* Fragmento seleccionado *
□ □ □ □ □
Pero el triunfo no servía sólo para la purificación ritual del ejército y el cumplimiento sacral y jurídico de las obligaciones contraídas con los dioses, sino también para proteger mágicamente de las amenazas de malos demonios al vencedor en su regreso. Según una antiquísima idea, tales demonios acechaban de manera especial al hombre encumbrado por la victoria y el éxito; así, la persona del caudillo triunfante se protegía más que ninguna otra mediante amuletos colgados del carro triunfal y de su cuerpo, así como por otros medios para conjurar el mal. Sobre el carro triunfante, detrás del caudillo, iba un esclavo que decía en voz alta al triunfador, vestido con el traje etrusco de los antiguos reyes de Roma: «Recuerda que eres un hombre» y los soldados cantaban canciones burlescas referidas a su general que lo rebajaban a una escala humana absolutamente corriente. El mismo César tuvo que aceptar con motivo de su triunfo sobre los galos el año 46 a. C., que le insultaran llamándolo amante de un rey del Asia Menor de nombre Nicomedes: «César subyugó las Gallas y Nicomedes a César; ahora César, que subyugó las Gallas, celebra un triunfo ¡y Nicomedes, que subyugó a César, no lo celebra!».
Esta costumbre sirvió en origen para salvaguardar al caudillo de la envidia de los poderes infernales en el día más importante de su vida. Pero de ese modo, más allá de las consideraciones religiosas, se procuraba siempre relativizar las pretensiones de una grandeza sobrehumana mediante la broma de unas burlas divertidas o mordaces. César y los emperadores romanos tenían que aceptarlo y podían hacerlo. En cambio —podríamos preguntarnos de pasada— nuestros regímenes actuales, fundados en la respetabilidad ideológica, ¿soportarían que en sus máximas fiestas políticas, como lo fueron los desfiles hitlerianos o los de la Plaza Roja de Moscú, se cantaran letras burlescas sobre las debilidades de sus grandes caudillos?
□ □ □ □ □
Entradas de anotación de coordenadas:
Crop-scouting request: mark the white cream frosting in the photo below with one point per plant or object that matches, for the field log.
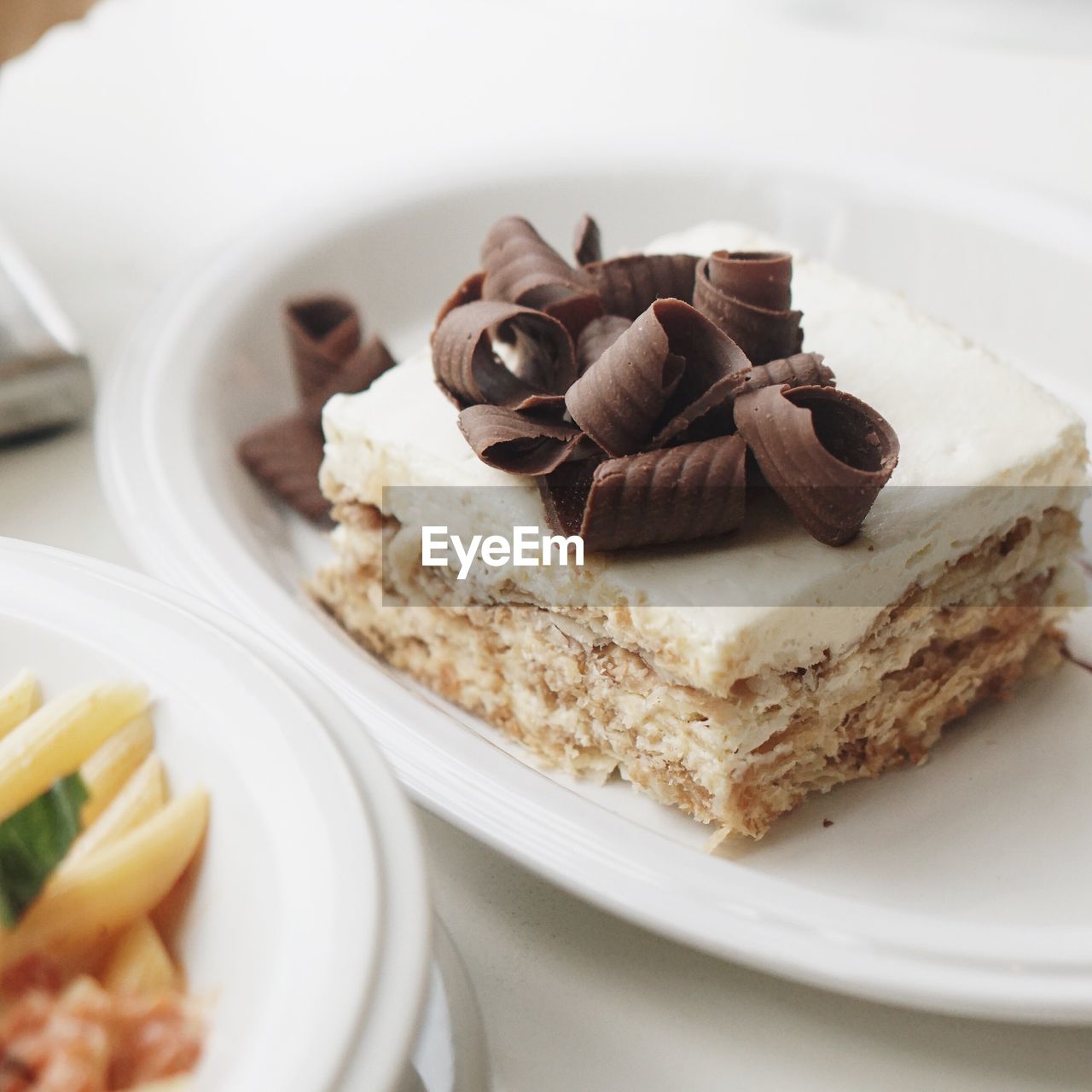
(966, 421)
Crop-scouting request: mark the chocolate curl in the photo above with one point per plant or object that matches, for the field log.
(804, 369)
(825, 452)
(322, 332)
(588, 242)
(355, 375)
(717, 370)
(514, 443)
(630, 285)
(521, 268)
(596, 338)
(619, 398)
(285, 456)
(747, 295)
(470, 371)
(696, 491)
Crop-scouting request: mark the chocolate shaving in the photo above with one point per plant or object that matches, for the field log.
(628, 287)
(470, 371)
(683, 379)
(324, 335)
(623, 396)
(323, 331)
(656, 497)
(717, 369)
(825, 452)
(285, 456)
(515, 443)
(747, 295)
(588, 242)
(596, 338)
(521, 268)
(355, 375)
(663, 373)
(804, 369)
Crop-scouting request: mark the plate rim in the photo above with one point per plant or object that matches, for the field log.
(1053, 987)
(385, 1022)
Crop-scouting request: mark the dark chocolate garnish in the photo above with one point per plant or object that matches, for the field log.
(517, 443)
(656, 497)
(355, 375)
(471, 373)
(629, 285)
(804, 369)
(621, 397)
(717, 369)
(588, 242)
(285, 456)
(669, 369)
(659, 359)
(736, 291)
(596, 338)
(324, 334)
(323, 331)
(825, 452)
(521, 268)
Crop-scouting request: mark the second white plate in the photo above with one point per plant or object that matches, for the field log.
(960, 887)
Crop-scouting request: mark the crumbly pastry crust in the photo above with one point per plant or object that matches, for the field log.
(595, 705)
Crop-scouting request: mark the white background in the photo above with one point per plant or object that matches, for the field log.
(139, 141)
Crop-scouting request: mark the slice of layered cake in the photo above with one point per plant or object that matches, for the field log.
(799, 566)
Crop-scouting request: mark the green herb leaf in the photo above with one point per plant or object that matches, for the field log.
(33, 842)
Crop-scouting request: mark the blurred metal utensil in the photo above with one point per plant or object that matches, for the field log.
(45, 381)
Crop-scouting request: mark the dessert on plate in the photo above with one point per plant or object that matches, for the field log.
(817, 526)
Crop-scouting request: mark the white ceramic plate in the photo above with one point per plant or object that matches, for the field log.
(959, 887)
(309, 921)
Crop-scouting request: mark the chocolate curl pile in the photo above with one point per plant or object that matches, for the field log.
(826, 453)
(748, 296)
(328, 356)
(632, 389)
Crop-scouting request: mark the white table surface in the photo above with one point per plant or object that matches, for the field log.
(143, 139)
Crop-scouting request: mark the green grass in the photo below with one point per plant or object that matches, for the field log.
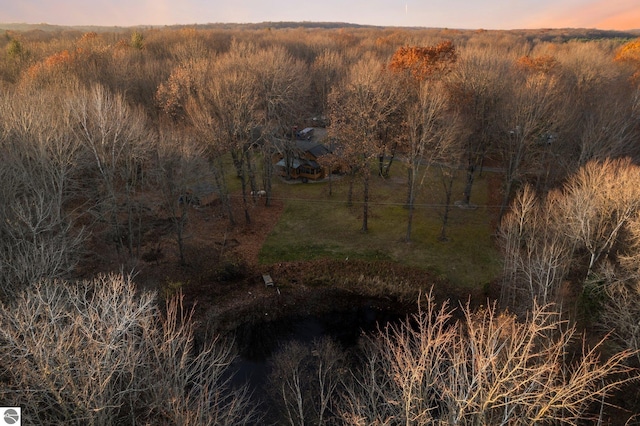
(315, 225)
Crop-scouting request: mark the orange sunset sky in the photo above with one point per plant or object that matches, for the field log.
(463, 14)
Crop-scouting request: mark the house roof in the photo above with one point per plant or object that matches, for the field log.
(313, 148)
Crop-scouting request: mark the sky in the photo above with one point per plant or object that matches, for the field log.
(459, 14)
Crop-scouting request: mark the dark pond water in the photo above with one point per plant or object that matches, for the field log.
(259, 341)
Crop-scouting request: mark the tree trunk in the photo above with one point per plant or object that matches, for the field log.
(448, 177)
(365, 201)
(410, 202)
(466, 197)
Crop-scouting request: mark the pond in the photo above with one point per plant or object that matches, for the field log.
(257, 342)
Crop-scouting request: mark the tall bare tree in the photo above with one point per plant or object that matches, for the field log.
(117, 139)
(526, 116)
(38, 169)
(487, 368)
(96, 352)
(224, 112)
(181, 165)
(359, 108)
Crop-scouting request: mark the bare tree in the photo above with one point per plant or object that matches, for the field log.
(181, 165)
(38, 238)
(283, 86)
(117, 140)
(96, 353)
(525, 116)
(537, 250)
(434, 130)
(359, 107)
(488, 368)
(477, 85)
(601, 198)
(224, 113)
(304, 381)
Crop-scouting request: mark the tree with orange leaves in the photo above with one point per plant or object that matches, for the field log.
(630, 53)
(422, 62)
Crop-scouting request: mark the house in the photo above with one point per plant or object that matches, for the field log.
(302, 161)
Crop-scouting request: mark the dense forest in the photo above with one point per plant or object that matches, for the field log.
(105, 132)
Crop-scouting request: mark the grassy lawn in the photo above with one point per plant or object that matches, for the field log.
(317, 225)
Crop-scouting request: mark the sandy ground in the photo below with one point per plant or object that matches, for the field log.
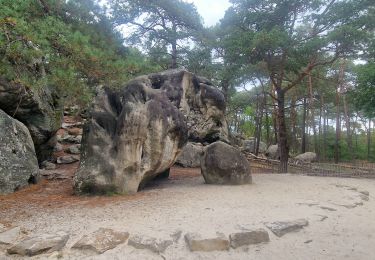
(343, 229)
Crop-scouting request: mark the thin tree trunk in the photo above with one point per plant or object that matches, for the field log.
(282, 132)
(303, 145)
(348, 131)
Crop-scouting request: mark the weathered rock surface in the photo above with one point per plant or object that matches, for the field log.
(38, 245)
(101, 240)
(18, 161)
(273, 152)
(74, 149)
(132, 136)
(40, 110)
(48, 165)
(195, 242)
(281, 228)
(224, 164)
(66, 159)
(191, 155)
(307, 157)
(246, 238)
(249, 146)
(150, 243)
(10, 236)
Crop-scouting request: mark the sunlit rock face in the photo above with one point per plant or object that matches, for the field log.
(136, 133)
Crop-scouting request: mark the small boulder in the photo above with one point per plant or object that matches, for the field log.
(153, 244)
(48, 165)
(307, 157)
(280, 228)
(249, 146)
(225, 164)
(67, 159)
(196, 243)
(10, 236)
(74, 149)
(47, 243)
(248, 238)
(190, 156)
(101, 240)
(18, 160)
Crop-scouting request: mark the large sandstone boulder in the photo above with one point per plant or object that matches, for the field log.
(307, 157)
(40, 110)
(273, 152)
(199, 101)
(132, 136)
(191, 155)
(249, 146)
(18, 162)
(224, 164)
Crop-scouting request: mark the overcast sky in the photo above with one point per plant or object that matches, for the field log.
(211, 10)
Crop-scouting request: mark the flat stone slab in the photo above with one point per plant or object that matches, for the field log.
(46, 243)
(280, 228)
(153, 244)
(101, 240)
(10, 236)
(246, 238)
(195, 242)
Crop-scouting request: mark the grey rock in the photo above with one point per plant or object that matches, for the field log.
(132, 136)
(249, 146)
(46, 243)
(281, 228)
(71, 139)
(18, 161)
(307, 157)
(224, 164)
(58, 147)
(190, 156)
(101, 240)
(48, 165)
(67, 159)
(195, 242)
(150, 243)
(273, 152)
(39, 109)
(74, 149)
(250, 237)
(10, 236)
(55, 174)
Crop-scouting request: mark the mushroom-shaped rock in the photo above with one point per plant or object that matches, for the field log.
(225, 164)
(132, 135)
(307, 157)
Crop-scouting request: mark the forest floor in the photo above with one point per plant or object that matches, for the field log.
(341, 219)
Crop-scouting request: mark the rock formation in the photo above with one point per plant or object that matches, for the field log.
(38, 109)
(136, 133)
(273, 152)
(190, 156)
(18, 162)
(307, 157)
(224, 164)
(249, 146)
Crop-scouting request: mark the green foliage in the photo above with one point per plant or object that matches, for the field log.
(162, 27)
(68, 45)
(364, 93)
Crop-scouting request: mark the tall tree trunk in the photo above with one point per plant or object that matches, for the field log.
(303, 145)
(293, 122)
(312, 113)
(348, 130)
(282, 132)
(369, 140)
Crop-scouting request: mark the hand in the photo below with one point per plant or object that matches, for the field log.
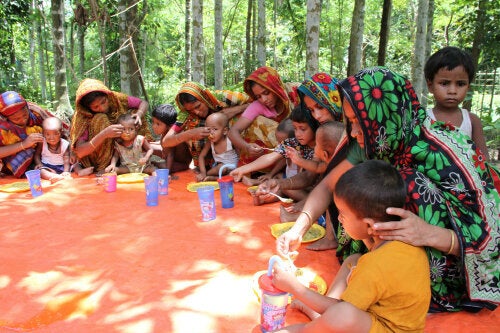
(411, 229)
(32, 140)
(113, 131)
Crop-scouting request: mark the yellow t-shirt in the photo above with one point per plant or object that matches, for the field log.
(392, 283)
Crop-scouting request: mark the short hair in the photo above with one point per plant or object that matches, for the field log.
(330, 134)
(166, 113)
(286, 126)
(370, 187)
(449, 57)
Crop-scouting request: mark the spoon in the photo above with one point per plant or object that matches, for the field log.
(284, 200)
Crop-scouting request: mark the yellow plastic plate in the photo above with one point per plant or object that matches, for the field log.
(129, 178)
(192, 187)
(15, 187)
(306, 276)
(314, 233)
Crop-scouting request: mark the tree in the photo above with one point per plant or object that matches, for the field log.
(63, 106)
(356, 42)
(198, 47)
(312, 36)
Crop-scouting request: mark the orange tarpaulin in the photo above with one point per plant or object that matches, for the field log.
(79, 259)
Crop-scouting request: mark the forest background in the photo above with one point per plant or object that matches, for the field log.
(148, 48)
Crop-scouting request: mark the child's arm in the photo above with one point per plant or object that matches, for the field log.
(478, 135)
(201, 161)
(261, 163)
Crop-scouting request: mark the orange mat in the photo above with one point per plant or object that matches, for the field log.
(78, 259)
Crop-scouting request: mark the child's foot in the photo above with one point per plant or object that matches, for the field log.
(296, 304)
(323, 244)
(85, 172)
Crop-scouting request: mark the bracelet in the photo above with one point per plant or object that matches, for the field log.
(309, 216)
(452, 233)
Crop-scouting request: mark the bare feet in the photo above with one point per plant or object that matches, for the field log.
(323, 244)
(296, 304)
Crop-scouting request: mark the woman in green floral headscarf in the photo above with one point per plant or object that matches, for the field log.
(453, 194)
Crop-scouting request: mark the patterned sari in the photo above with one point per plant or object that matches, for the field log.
(216, 101)
(87, 124)
(449, 184)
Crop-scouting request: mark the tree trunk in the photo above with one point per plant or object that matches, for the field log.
(417, 74)
(312, 36)
(187, 45)
(384, 32)
(198, 48)
(356, 41)
(63, 106)
(219, 68)
(261, 33)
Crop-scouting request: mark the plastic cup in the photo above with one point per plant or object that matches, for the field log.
(162, 175)
(151, 185)
(226, 191)
(109, 182)
(207, 203)
(35, 182)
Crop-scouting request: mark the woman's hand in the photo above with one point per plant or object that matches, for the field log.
(411, 229)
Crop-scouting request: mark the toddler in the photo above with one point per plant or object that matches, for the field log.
(385, 290)
(52, 157)
(175, 158)
(449, 73)
(129, 150)
(220, 146)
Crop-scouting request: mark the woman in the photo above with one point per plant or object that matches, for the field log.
(453, 205)
(94, 123)
(20, 131)
(257, 125)
(195, 103)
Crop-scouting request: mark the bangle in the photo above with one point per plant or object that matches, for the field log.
(306, 213)
(452, 233)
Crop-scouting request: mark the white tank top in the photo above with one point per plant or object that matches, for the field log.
(465, 127)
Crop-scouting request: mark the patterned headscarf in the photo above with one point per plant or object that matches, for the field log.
(269, 78)
(321, 88)
(449, 183)
(10, 103)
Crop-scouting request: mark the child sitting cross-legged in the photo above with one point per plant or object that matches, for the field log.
(384, 290)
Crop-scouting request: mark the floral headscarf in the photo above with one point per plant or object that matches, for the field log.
(449, 184)
(269, 78)
(321, 88)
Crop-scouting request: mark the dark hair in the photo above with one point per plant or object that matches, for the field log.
(299, 115)
(166, 113)
(186, 98)
(369, 188)
(87, 99)
(449, 57)
(286, 126)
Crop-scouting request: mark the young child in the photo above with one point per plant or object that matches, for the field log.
(449, 73)
(385, 290)
(304, 142)
(176, 158)
(220, 146)
(52, 157)
(130, 148)
(284, 131)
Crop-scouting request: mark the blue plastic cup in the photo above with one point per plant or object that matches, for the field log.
(162, 175)
(226, 191)
(151, 185)
(35, 182)
(207, 203)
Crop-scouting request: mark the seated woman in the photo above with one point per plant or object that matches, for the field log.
(94, 127)
(257, 125)
(452, 205)
(195, 103)
(20, 132)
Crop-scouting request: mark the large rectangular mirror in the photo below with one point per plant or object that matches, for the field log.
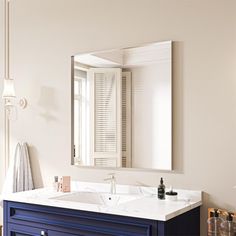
(122, 108)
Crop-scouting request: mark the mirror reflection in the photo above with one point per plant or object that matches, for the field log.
(122, 108)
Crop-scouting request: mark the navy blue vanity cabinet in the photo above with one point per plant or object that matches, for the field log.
(22, 219)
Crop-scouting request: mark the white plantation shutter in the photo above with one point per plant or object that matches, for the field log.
(126, 119)
(106, 118)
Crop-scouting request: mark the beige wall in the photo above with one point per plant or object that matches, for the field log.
(46, 33)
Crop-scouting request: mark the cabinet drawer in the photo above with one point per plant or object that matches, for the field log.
(79, 222)
(22, 230)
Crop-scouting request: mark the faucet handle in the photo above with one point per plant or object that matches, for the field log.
(112, 175)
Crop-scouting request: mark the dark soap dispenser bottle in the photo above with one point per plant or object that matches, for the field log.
(161, 190)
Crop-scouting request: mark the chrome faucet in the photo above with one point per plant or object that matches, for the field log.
(112, 180)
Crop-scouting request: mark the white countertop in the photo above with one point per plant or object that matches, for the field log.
(146, 206)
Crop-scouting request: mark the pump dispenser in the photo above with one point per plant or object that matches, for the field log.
(214, 223)
(228, 227)
(161, 190)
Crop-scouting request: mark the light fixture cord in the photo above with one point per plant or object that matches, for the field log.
(6, 76)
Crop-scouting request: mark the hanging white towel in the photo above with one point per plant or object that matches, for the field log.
(19, 176)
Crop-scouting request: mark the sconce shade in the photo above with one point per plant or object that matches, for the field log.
(8, 89)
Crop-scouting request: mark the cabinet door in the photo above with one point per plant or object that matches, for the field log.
(22, 230)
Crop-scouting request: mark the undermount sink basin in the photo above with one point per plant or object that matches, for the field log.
(98, 198)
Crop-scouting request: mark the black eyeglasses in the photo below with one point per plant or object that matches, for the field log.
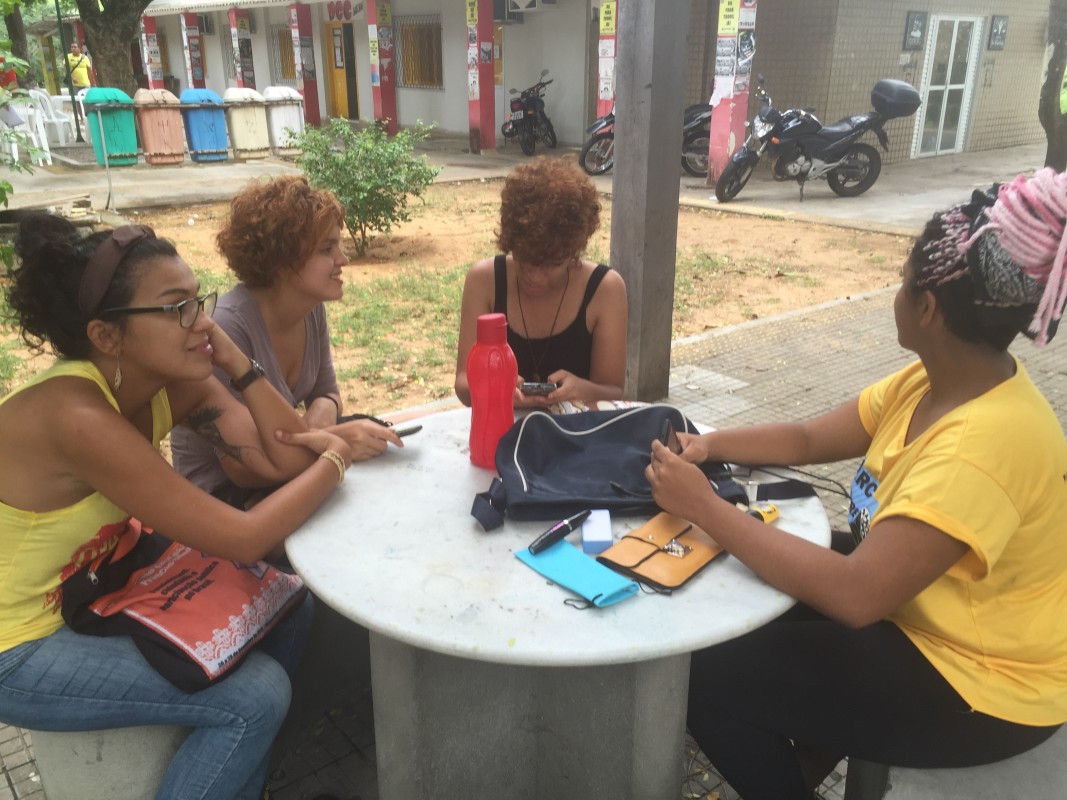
(188, 310)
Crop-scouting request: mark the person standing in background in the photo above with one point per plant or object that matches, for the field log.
(81, 67)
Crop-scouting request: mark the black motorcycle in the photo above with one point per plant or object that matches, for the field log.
(805, 149)
(527, 118)
(598, 154)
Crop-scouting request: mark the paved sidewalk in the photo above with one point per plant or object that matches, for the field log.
(774, 369)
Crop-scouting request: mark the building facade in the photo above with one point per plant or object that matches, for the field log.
(978, 64)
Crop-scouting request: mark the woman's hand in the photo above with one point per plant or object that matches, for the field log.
(696, 448)
(677, 483)
(366, 437)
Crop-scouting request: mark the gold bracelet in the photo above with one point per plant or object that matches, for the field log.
(338, 462)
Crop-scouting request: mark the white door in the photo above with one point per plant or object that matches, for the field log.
(949, 76)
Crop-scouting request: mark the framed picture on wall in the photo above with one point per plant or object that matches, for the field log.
(998, 33)
(914, 30)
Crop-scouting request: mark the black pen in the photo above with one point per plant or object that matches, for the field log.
(557, 531)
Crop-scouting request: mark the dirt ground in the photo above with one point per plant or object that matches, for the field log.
(731, 268)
□ □ □ □ □
* Detalles del ejercicio *
Responde, por favor, a estas preguntas sobre el fragmento del triunfo romano:
1. ¿Qué le decía en voz alta al triunfador el esclavo que iba detrás de él sobre el carro?
2. ¿En qué año celebró César su triunfo sobre los galos?
3. ¿Para qué sirvió en origen la costumbre de las burlas al caudillo?

* Respuesta correcta *
1. «Recuerda que eres un hombre».
2. En el año 46 a. C.
3. Para salvaguardar al caudillo de la envidia de los poderes infernales en el día más importante de su vida.